In the passage on cloud marketplaces, change "hyperscalers" to "cloud providers" and give the text again from "The revenue of" up to and including "could be 10X.".
─── PASSAGE SHOWN ───
While significant, growth of cloud marketplaces so far only represents a fraction of their full potential. Tackle recently estimated that $15Bn will flow through key cloud marketplaces in 2023 and will reach 100Bn by 2026. Jay McBain from Canalys predicts the previous forecast of $45Bn by 2025 will be reached sooner, by mid-2024.


The revenue of hyperscalers that are going through cloud marketplaces still has a potential to increase 5-10X. Applying AWS’s 32% market share to Tackle's $15Bn forecast, we would arrive at $5-7Bn of annual sales attributed to AWS marketplace, or <10% of their $85Bn ARR this year. Benchmarked to the share of 3rd-party sellers in Amazon's e-commerce and factoring the growth of the cloud itself, the growth for the AWS marketplace over the next 5-7 years could be 10X.


AWS CEO Adam Selipsky recently estimated that only “somewhere in the realm of 10% of IT has moved to the cloud. And people think it's a lot higher than that…but they forget that there are a lot of IT dollars spent in the world. There's maybe several trillion dollars of IT spent per year.


Even though a lot of dollars have moved, we're probably still only in the, you know, 10-15% range. That means there's a huge amount of workloads that are still going to be moving to the cloud for years to come.”


IDC pegged global public cloud services revenue at $663 billion in 2023, a 20% growth from 2022. Expectations are similarly high for 2024, with a projected five-year CAGR of 19.4%, leading to a staggering $1.34 trillion by 2027.
─── RECORDS ───
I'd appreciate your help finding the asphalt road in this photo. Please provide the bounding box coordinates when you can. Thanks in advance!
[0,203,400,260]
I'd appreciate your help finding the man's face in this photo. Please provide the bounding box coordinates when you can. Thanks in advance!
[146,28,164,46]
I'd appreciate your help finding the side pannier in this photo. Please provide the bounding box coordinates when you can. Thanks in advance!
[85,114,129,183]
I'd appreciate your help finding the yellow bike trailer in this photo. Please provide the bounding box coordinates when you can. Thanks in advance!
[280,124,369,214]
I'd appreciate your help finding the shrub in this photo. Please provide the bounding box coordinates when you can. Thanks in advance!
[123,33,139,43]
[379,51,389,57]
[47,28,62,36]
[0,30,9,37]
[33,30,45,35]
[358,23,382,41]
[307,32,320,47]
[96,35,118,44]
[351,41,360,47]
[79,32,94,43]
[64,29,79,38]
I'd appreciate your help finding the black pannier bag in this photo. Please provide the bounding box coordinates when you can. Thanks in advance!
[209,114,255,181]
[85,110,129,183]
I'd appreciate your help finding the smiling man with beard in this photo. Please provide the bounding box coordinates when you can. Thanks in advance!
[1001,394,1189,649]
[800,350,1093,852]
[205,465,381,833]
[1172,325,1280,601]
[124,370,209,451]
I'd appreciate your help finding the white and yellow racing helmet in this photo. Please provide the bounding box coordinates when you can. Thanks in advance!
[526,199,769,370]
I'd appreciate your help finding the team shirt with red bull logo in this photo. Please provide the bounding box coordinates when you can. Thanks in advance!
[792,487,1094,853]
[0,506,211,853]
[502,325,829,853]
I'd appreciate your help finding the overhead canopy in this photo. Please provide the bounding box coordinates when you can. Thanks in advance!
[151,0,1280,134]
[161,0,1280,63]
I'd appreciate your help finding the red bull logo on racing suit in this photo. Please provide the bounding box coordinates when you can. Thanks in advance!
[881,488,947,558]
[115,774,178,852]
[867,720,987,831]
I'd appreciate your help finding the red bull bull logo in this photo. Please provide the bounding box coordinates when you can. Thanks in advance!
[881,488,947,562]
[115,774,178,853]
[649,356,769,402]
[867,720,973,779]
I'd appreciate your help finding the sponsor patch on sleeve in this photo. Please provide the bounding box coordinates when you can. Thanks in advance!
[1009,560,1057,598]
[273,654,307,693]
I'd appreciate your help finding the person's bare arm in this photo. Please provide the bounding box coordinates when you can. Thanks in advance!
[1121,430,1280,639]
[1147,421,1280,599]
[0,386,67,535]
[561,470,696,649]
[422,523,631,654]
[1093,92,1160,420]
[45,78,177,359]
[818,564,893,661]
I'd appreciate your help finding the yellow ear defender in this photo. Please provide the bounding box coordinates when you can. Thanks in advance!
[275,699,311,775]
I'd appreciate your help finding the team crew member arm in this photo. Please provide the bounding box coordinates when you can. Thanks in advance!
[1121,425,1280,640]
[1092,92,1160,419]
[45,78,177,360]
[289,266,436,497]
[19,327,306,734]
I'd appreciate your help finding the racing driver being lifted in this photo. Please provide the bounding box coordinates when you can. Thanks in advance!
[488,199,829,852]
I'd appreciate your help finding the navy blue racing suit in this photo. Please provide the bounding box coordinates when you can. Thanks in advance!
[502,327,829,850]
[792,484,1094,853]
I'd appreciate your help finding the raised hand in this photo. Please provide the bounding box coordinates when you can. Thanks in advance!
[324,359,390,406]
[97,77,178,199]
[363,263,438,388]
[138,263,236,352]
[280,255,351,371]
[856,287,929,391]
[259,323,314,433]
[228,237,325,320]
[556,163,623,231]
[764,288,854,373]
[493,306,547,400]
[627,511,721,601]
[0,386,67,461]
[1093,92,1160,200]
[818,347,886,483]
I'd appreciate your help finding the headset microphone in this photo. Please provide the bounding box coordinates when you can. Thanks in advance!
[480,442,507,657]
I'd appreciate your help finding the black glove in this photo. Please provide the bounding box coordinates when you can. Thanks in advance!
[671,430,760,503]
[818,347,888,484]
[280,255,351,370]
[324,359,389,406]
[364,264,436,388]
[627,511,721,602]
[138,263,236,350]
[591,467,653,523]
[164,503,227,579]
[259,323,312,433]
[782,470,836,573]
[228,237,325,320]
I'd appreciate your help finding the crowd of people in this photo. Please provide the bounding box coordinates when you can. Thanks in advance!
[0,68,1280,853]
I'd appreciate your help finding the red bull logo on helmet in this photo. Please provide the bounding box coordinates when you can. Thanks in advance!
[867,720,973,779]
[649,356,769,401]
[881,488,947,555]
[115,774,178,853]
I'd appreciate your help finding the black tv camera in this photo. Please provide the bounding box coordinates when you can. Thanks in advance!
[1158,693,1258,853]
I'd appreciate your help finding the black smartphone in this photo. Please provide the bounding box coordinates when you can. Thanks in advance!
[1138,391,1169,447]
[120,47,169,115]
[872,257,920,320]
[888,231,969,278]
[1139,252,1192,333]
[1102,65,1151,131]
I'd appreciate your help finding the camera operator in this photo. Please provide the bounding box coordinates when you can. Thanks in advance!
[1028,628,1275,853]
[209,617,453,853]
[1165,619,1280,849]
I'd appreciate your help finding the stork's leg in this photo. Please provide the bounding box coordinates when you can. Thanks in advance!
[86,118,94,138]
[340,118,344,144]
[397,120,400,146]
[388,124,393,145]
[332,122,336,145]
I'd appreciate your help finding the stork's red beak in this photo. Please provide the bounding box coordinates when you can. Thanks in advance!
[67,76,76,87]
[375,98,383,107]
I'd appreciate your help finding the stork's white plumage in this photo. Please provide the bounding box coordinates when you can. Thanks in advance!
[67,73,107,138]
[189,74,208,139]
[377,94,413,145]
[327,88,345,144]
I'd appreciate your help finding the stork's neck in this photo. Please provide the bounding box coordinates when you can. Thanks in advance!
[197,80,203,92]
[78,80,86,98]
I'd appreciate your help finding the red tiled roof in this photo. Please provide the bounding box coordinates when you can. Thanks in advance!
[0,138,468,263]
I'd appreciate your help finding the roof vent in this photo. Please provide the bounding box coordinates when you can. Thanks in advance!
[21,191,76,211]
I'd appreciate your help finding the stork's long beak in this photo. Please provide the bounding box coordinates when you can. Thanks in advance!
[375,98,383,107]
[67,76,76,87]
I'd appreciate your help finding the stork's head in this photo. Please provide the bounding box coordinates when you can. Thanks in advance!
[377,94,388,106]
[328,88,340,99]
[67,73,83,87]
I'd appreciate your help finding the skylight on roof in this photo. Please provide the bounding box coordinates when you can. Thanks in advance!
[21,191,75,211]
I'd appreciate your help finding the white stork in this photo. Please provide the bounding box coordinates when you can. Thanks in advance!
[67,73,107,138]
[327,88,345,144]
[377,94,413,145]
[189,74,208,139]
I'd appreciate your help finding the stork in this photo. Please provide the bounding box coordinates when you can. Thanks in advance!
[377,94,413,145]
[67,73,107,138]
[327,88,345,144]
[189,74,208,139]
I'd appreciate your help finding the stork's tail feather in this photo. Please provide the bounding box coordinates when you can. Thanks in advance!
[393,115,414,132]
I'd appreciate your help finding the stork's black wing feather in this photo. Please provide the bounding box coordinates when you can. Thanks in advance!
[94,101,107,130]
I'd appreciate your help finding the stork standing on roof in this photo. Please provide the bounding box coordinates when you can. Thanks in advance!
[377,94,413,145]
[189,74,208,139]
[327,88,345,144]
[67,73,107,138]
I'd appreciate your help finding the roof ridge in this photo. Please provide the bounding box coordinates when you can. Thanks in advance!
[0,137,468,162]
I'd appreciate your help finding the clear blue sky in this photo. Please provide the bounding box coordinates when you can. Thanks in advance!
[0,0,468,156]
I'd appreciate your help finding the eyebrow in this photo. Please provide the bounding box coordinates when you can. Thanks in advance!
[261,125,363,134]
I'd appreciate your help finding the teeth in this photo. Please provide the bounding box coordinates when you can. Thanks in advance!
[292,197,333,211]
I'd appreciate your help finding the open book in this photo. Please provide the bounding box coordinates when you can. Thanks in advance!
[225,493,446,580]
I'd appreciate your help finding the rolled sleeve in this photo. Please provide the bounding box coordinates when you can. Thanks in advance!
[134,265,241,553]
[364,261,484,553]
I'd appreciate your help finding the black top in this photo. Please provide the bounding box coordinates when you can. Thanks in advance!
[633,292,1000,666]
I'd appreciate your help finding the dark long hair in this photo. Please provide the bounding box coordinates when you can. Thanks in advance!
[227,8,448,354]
───
◆ WRITTEN SOLUTION ◆
The revenue of cloud providers that are going through cloud marketplaces still has a potential to increase 5-10X. Applying AWS’s 32% market share to Tackle's $15Bn forecast, we would arrive at $5-7Bn of annual sales attributed to AWS marketplace, or <10% of their $85Bn ARR this year. Benchmarked to the share of 3rd-party sellers in Amazon's e-commerce and factoring the growth of the cloud itself, the growth for the AWS marketplace over the next 5-7 years could be 10X.